Records supplied:
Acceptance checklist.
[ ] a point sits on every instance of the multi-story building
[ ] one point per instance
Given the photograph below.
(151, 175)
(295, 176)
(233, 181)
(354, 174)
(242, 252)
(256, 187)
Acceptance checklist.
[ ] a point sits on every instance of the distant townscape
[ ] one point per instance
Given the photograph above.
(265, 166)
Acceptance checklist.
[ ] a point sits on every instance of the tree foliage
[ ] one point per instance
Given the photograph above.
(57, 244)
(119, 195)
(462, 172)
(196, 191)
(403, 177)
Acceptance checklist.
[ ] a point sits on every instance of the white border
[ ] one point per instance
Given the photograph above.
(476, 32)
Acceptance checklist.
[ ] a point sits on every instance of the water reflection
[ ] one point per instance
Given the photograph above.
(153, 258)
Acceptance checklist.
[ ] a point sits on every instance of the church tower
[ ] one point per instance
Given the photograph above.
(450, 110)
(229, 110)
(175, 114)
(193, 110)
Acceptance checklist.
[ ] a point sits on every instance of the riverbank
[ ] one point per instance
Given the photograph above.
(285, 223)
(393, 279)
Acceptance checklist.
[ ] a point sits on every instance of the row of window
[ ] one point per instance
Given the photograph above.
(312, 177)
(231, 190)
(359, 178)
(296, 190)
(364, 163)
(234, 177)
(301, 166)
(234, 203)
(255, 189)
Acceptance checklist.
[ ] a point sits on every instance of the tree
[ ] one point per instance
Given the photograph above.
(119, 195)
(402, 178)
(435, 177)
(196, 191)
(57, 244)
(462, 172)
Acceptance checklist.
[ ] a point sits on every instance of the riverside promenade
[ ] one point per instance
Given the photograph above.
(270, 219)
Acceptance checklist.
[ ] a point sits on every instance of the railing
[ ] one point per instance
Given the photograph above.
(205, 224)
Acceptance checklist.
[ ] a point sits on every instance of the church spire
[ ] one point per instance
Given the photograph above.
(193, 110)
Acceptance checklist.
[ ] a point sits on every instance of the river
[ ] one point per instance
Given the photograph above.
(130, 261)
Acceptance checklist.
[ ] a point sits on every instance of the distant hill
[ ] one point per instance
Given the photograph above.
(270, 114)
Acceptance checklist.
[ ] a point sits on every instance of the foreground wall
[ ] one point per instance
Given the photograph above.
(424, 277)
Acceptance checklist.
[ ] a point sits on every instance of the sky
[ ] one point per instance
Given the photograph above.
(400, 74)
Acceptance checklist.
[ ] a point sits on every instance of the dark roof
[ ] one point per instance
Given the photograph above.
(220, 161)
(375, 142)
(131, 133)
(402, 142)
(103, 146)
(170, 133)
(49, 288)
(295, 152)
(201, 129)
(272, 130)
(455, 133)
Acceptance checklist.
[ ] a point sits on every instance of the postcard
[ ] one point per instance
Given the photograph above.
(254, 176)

Objective: Every entry above should be retyped exactly as shown.

Result of this task:
Acceptance checklist.
[ ] a point sits on every instance of the multi-story building
[ ] one point per instance
Given the photograph below.
(151, 175)
(295, 176)
(233, 181)
(354, 174)
(242, 252)
(256, 187)
Acceptance checklist.
[ ] a point sits on every instance of the distant townscape
[ ] one point per instance
Given the photograph above.
(265, 166)
Acceptance checklist.
[ ] a point sits on every instance of the tree foliage
[ ] one point per instance
Given the photograph above.
(57, 244)
(119, 195)
(462, 172)
(196, 191)
(403, 177)
Acceptance checklist.
[ ] a point sits on every instance of the white border
[ ] one point per instance
Given the photograph above.
(476, 32)
Acceptance checklist.
[ ] a point sits on every instance of the water reflection
[ ] one point per instance
Given the photograph above.
(153, 258)
Acceptance checklist.
[ ] a point sits on every instance of the church tower
[ ] one point per instance
Given the photograph above.
(450, 110)
(229, 110)
(175, 114)
(193, 110)
Acceptance checklist.
[ ] a point sits on every instance of the riverbank
[ ] one point per instance
Given the photograph above.
(285, 223)
(393, 279)
Acceptance checklist.
[ ] a point sits on every instance of the row of window
[ ] one point per instance
Given the photograph above.
(312, 177)
(231, 190)
(359, 178)
(296, 190)
(364, 163)
(234, 177)
(301, 166)
(234, 203)
(255, 189)
Acceptance checklist.
[ ] a point sits on every instance of the tree
[ ] one point per instance
Given the photograph above.
(119, 195)
(402, 178)
(435, 177)
(196, 191)
(57, 244)
(462, 172)
Acceptance checklist.
[ ] a point sits on every instance of the riverside promenade
[ ] one point per instance
Given the photograph above.
(270, 219)
Acceptance checklist.
[ ] a point sits on every instance of the railing
[ ] one point per instance
Given the photograph above.
(205, 224)
Acceptance checklist.
[ ] a point sits on every instance of the church spire
[ ] one point per instance
Given the photograph above.
(193, 110)
Acceptance checklist.
[ ] a point sits on every instance of the river
[ ] one point per instance
Given the photograph above.
(130, 261)
Acceptance checklist.
[ ] a point sits on every instance of the distant hill
[ ] one point per instance
Given the photograph above.
(270, 114)
Acceptance checklist.
[ ] a point sits on every instance of the foreground wall
[ ] one point per instance
Given the photograph above.
(424, 277)
Acceptance checklist.
[ ] a point sits on every instance of the sky
[ ] one point per instance
Given the photograph above.
(400, 74)
Acceptance checklist.
[ ] a point sits on every instance of the dark roof
[ ] one point per instance
Given the photograph above.
(220, 161)
(375, 142)
(131, 133)
(402, 142)
(103, 146)
(170, 133)
(49, 288)
(295, 152)
(201, 129)
(272, 130)
(455, 133)
Acceptance checklist.
[ ] a point sits on every instance of the postcard
[ ] one point per instance
Given the photograph above.
(254, 176)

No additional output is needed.